*** RECORD EXCERPTS Section Begins ***
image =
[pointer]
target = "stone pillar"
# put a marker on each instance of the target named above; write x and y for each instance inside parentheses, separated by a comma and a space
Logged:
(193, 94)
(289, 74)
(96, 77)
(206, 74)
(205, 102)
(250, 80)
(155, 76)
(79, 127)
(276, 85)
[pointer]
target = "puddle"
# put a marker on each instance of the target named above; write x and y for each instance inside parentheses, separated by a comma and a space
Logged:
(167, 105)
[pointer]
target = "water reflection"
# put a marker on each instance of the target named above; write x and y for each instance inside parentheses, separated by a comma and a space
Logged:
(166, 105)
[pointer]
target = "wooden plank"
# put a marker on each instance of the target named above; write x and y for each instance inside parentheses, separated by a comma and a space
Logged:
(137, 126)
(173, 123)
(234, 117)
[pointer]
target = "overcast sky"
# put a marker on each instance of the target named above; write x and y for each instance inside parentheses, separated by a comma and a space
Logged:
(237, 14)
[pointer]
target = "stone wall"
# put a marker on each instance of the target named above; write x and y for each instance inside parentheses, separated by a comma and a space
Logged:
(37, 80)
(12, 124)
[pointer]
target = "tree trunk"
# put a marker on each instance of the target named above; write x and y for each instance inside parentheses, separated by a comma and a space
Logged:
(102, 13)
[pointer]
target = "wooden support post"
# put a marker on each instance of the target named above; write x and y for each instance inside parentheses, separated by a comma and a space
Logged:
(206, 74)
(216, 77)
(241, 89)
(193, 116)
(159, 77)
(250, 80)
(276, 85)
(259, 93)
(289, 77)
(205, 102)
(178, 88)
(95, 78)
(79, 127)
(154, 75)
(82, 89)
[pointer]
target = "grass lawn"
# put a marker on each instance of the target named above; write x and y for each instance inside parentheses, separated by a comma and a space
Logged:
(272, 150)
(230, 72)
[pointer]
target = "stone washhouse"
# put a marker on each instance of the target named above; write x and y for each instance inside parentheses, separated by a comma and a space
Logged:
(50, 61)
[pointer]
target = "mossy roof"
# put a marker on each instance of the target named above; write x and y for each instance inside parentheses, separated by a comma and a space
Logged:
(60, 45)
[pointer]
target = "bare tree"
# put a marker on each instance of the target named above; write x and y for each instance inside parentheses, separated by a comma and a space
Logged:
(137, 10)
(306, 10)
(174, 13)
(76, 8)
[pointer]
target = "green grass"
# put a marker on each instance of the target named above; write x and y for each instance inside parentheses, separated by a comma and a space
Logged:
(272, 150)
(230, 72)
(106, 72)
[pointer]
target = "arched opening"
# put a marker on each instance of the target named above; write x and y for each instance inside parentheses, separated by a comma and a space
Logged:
*** RECORD EXCERPTS Section Ends ***
**ASSIGNMENT**. Exact reproduction of the entire listing is required.

**FINISHED TASK**.
image =
[pointer]
target = "stone pillar"
# put a marker on each instance of the target named above; write x and y for each instance inside parentheses, separated by a comma and a space
Logged:
(193, 94)
(289, 74)
(96, 77)
(206, 74)
(205, 102)
(250, 80)
(155, 76)
(79, 127)
(276, 85)
[pointer]
target = "puddle"
# put a marker on each instance of the target named above; write x and y for each instance inside parentheses, separated by a comma and a space
Logged:
(167, 105)
[pointer]
target = "water reflection"
# put a marker on each instance of the target named above; write x and y for each instance inside parentheses, separated by a comma and a space
Logged:
(166, 105)
[pointer]
target = "wooden plank"
# put a marker on each instance of the target named above; write x and y for each instance inside parentheses, separated by a comma and a space
Logged:
(137, 126)
(173, 123)
(234, 117)
[pointer]
target = "overcast sky"
# put a marker on each instance of the target named above; write x and y for each instance inside parentheses, separated by a comma and a space
Logged:
(237, 14)
[pointer]
target = "stone wall"
# put a marker on each instance of the target named above; write x and y for each instance inside parentheses, separated by a comma and a space
Logged:
(37, 80)
(12, 124)
[pointer]
target = "tree trunk"
# put a marker on each instance of the target named above; write x and y for each instance inside parentheses, separated by a comma and a space
Logged:
(102, 13)
[pointer]
target = "wooden support post"
# put a marker on each instance of the target named above; write x and y for each instance inside parentheses, separated by a comma and a space
Logged:
(206, 74)
(216, 77)
(241, 89)
(193, 116)
(159, 77)
(250, 80)
(276, 85)
(259, 93)
(289, 77)
(205, 102)
(178, 88)
(95, 78)
(79, 127)
(154, 75)
(82, 89)
[pointer]
target = "grass lawn"
# put a marker on each instance of the target named above; write x and y for each instance inside parentheses, separated by a comma and a space
Logged:
(272, 150)
(230, 72)
[pointer]
target = "stone washhouse"
# put a marker on each instance of the target named above; write x and y for each instance inside parentheses, separated by a comma and a space
Logged:
(50, 61)
[pointer]
target = "mossy roof"
# put a marker on each instance of the target named above; write x and y for each instance inside parentheses, separated by a comma and a space
Logged:
(60, 45)
[pointer]
target = "bare tree"
# put a marker on each instance of the target named above; write x and y for each instance inside parentheses, separated by a comma and a space
Logged:
(137, 10)
(306, 10)
(174, 13)
(76, 8)
[pointer]
target = "green grass"
# put a marker on each instance of the target named above; write x and y for each instance inside parentheses, separated by a comma and a space
Logged:
(272, 150)
(230, 72)
(106, 72)
[pointer]
target = "arched opening"
# put a marker on each instance of the target named above; write x and y for each instance inside parentheses, separated by a comma and a space
Logged:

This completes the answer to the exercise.